Material provided:
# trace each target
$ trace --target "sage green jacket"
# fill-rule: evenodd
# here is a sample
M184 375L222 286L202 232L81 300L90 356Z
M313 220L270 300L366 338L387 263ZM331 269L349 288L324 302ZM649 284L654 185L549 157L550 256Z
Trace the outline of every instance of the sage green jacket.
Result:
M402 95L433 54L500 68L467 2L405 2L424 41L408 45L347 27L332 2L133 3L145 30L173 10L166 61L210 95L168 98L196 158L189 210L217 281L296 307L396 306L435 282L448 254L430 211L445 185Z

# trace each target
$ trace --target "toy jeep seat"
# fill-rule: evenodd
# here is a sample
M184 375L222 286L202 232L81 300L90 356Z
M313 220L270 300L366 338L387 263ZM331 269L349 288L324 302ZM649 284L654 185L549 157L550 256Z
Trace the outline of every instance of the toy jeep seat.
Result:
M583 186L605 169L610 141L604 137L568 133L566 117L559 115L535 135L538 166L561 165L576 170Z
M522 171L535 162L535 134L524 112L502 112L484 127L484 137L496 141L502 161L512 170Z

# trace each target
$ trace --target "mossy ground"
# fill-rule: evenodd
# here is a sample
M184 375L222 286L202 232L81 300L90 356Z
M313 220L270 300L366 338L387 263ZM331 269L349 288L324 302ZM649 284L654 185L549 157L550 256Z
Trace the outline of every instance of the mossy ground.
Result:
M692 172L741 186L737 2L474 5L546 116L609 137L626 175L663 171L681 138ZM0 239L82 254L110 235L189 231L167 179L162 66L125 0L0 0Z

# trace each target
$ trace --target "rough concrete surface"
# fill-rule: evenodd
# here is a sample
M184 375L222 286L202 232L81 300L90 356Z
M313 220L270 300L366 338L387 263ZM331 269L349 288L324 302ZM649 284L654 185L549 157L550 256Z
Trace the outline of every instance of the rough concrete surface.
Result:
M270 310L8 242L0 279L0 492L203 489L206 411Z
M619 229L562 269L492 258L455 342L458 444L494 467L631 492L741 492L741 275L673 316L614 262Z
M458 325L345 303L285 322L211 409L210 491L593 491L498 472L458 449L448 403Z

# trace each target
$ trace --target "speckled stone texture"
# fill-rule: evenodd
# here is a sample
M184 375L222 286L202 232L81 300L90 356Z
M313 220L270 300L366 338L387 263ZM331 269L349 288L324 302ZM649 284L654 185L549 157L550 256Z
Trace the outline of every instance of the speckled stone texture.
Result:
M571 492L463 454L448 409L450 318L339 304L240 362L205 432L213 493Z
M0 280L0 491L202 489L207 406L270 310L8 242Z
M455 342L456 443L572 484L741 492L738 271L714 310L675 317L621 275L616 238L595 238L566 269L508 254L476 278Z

Task directions:
Set out every line of the items above as a JSON list of strings, one string per line, leaving out blank lines.

Response for this exercise:
[
  "# trace each target",
  "$ trace --target \"sage green jacket\"",
  "# fill-rule: evenodd",
  "# here is a sample",
  "M184 375L222 286L202 232L81 300L90 356Z",
  "M313 220L270 300L366 338L387 263ZM331 269L349 288L324 302ZM649 284L654 185L549 157L550 256Z",
  "Trace the outline of every instance of the sage green jacket.",
  "Result:",
  "M402 95L433 54L500 68L467 2L405 2L424 41L408 45L347 27L332 2L133 3L145 30L173 10L166 61L210 95L168 98L196 158L189 210L217 281L296 307L396 306L435 282L448 254L430 211L445 185Z",
  "# trace each target",
  "$ trace --target \"toy jeep seat\"",
  "# fill-rule: evenodd",
  "# here is a sample",
  "M184 375L222 286L202 232L81 300L90 356Z",
  "M313 220L270 300L366 338L387 263ZM331 269L349 288L324 302ZM649 284L654 185L549 157L550 256Z",
  "Trace the outline of every instance of the toy jeep seat.",
  "Result:",
  "M583 186L605 169L610 141L604 137L568 133L566 117L559 115L535 135L538 166L561 165L576 170Z",
  "M522 171L535 162L535 134L524 112L502 112L484 127L484 137L496 141L502 161L512 170Z",
  "# trace each target",
  "$ trace --target \"mossy ground\"",
  "# fill-rule: evenodd",
  "# here is a sample",
  "M184 375L222 286L202 232L81 300L90 356Z",
  "M313 220L270 300L366 338L387 263ZM331 269L349 288L324 302ZM649 284L654 185L549 157L550 256Z",
  "Trace the outline of every instance of the mossy ground.",
  "Result:",
  "M692 172L741 186L737 2L474 5L546 116L609 137L626 175L663 171L681 138ZM0 239L82 254L110 235L189 231L167 179L162 66L125 0L0 0Z",
  "# trace each target",
  "$ trace --target \"rough concrete surface\"",
  "# fill-rule: evenodd",
  "# here is a sample",
  "M184 375L222 286L202 232L81 300L90 356Z",
  "M313 220L270 300L366 338L387 263ZM331 269L349 288L324 302ZM649 284L654 185L549 157L550 256Z",
  "Trace the outline of every instance of the rough concrete surface.",
  "Result:",
  "M270 310L8 242L0 279L0 492L203 489L206 411Z",
  "M619 229L562 269L492 258L455 342L458 444L494 467L631 492L741 492L741 275L673 316L614 262Z",
  "M458 325L345 303L285 322L211 409L210 491L593 491L498 472L458 449L448 403Z",
  "# trace each target",
  "$ trace --target \"speckled stone texture\"",
  "# fill-rule: evenodd",
  "# here is a sample",
  "M184 375L222 286L202 232L81 300L90 356Z",
  "M313 220L270 300L366 338L387 263ZM331 269L349 288L324 302ZM649 284L654 185L549 157L550 256Z",
  "Trace the outline of every instance of the speckled stone texture.",
  "Result:",
  "M571 492L463 454L448 409L450 318L339 304L240 362L205 432L213 493Z",
  "M0 280L0 491L202 489L207 406L270 310L8 242Z",
  "M455 342L456 443L572 484L741 492L738 271L714 310L675 317L621 275L616 238L595 238L566 269L508 254L476 278Z"
]